Work to be completed >> Return verbatim all lines from the first one in the records to the line with "Mark all occurrences of bare", both ends kept.

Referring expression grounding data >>
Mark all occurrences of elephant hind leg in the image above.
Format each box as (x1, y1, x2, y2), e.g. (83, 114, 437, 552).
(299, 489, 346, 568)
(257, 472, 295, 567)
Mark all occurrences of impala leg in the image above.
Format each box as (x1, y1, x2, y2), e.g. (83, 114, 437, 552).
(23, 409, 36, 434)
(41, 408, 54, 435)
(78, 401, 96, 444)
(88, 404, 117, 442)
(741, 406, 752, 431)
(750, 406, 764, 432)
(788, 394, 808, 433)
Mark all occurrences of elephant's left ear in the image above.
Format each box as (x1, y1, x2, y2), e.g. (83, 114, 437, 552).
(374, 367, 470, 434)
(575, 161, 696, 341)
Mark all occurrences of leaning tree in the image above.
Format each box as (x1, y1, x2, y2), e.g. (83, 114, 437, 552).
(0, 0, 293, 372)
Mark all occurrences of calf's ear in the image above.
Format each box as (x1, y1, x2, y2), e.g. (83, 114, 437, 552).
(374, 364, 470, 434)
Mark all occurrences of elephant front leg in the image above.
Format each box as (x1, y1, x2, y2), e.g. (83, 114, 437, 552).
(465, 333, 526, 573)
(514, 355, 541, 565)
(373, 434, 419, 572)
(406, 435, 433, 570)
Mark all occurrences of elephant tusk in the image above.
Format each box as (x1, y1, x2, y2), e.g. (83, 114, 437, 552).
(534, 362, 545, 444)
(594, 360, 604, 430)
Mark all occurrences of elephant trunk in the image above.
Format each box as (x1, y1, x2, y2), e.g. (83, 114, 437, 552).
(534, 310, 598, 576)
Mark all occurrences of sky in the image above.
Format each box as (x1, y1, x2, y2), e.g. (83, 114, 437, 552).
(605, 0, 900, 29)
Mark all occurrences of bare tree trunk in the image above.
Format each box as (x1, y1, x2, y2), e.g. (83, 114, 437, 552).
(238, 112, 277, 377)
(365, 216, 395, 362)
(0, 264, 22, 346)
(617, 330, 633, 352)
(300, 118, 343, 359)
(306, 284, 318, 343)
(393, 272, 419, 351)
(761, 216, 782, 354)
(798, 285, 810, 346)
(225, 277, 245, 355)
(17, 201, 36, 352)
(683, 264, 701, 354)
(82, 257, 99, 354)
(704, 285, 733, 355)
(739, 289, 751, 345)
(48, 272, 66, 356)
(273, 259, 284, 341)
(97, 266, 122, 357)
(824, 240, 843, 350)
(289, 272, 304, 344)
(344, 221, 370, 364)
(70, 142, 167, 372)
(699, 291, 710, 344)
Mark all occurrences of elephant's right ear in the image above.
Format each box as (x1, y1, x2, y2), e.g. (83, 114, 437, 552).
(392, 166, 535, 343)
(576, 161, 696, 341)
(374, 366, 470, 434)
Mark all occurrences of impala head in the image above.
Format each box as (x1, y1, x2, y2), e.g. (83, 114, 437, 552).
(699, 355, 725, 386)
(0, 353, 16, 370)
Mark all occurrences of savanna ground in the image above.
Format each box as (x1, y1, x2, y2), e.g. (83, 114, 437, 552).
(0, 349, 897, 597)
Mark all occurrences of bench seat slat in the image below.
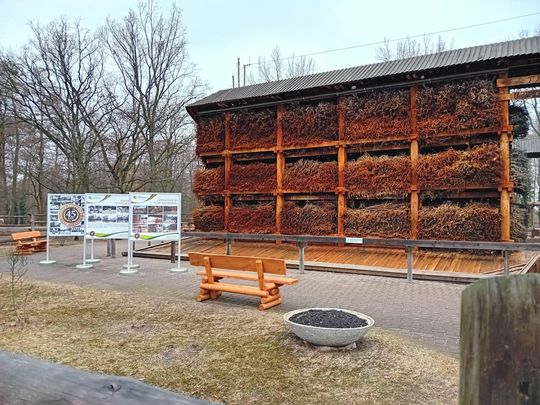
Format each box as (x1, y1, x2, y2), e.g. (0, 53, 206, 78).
(200, 283, 269, 297)
(196, 270, 298, 285)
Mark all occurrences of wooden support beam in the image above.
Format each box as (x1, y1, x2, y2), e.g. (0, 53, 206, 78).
(276, 105, 284, 237)
(224, 113, 232, 231)
(337, 97, 346, 238)
(410, 85, 419, 239)
(498, 74, 511, 242)
(500, 89, 540, 101)
(496, 74, 540, 88)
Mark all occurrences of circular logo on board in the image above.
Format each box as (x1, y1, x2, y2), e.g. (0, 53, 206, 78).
(59, 203, 84, 227)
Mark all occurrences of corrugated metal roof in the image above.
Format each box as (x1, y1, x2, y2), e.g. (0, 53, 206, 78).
(189, 36, 540, 109)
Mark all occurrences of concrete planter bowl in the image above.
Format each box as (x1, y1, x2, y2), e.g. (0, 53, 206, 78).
(284, 308, 374, 347)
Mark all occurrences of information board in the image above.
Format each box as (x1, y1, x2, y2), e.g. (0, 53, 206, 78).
(85, 194, 130, 239)
(47, 194, 85, 237)
(129, 193, 181, 241)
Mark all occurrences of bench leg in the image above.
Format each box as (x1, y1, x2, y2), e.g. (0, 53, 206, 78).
(197, 288, 211, 302)
(259, 296, 282, 310)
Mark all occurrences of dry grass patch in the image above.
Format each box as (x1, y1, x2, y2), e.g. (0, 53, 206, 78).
(0, 280, 458, 405)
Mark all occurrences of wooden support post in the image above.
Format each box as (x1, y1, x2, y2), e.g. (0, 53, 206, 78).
(224, 112, 232, 231)
(459, 274, 540, 404)
(409, 86, 419, 239)
(276, 105, 284, 239)
(337, 97, 346, 240)
(498, 74, 512, 242)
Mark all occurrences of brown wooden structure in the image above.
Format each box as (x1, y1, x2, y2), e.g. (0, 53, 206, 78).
(11, 230, 46, 255)
(189, 252, 298, 310)
(187, 37, 540, 242)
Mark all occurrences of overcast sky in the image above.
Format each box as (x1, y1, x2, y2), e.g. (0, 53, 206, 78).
(1, 0, 539, 95)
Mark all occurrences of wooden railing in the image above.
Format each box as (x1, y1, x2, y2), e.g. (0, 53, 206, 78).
(181, 232, 540, 280)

Exercise result >>
Mark all occurrences of elephant hind leg in the image above.
Format each box as (x1, y1, x2, y2), e.g. (83, 114, 437, 552).
(299, 489, 346, 568)
(257, 472, 295, 567)
Mark all occurrences of impala leg in the image above.
Format each box as (x1, y1, x2, y2), e.g. (83, 114, 437, 552).
(23, 409, 36, 434)
(41, 408, 54, 435)
(78, 401, 96, 444)
(88, 404, 117, 442)
(741, 406, 752, 431)
(750, 406, 764, 432)
(788, 394, 808, 433)
Mark all occurrences of elephant's left ear in the image above.
Format each box as (x1, y1, x2, y2), e.g. (83, 114, 437, 552).
(374, 367, 470, 434)
(575, 161, 696, 341)
Mark all occurrences of leaning tree in the image above.
Format each box as (x1, y1, x2, y2), e.g. (83, 114, 437, 552).
(0, 0, 293, 372)
Mark all occurrences of calf's ear in the image above.
Format each box as (x1, y1, x2, y2), e.g. (83, 114, 437, 552).
(374, 364, 470, 434)
Mark all occurrences of elephant front leg in the image above.
Format each box as (x1, y1, x2, y2), e.g. (83, 114, 437, 552).
(465, 333, 526, 573)
(514, 355, 541, 565)
(373, 434, 419, 572)
(406, 435, 433, 570)
Mark all occurrences of elephant tusk in the image above.
Format each box as (x1, y1, x2, y2), e.g. (83, 114, 437, 552).
(534, 362, 545, 444)
(594, 360, 604, 430)
Mark all occurrences of elephant trunk in the image above.
Format each box as (x1, y1, x2, y2), e.g. (83, 114, 437, 552).
(534, 310, 598, 576)
Mark all occurrences of sky in the image above.
Format each box as (x1, y1, x2, y2), e.g. (83, 114, 437, 552).
(605, 0, 900, 29)
Mark all occurrences of bare tree trunk in the image above.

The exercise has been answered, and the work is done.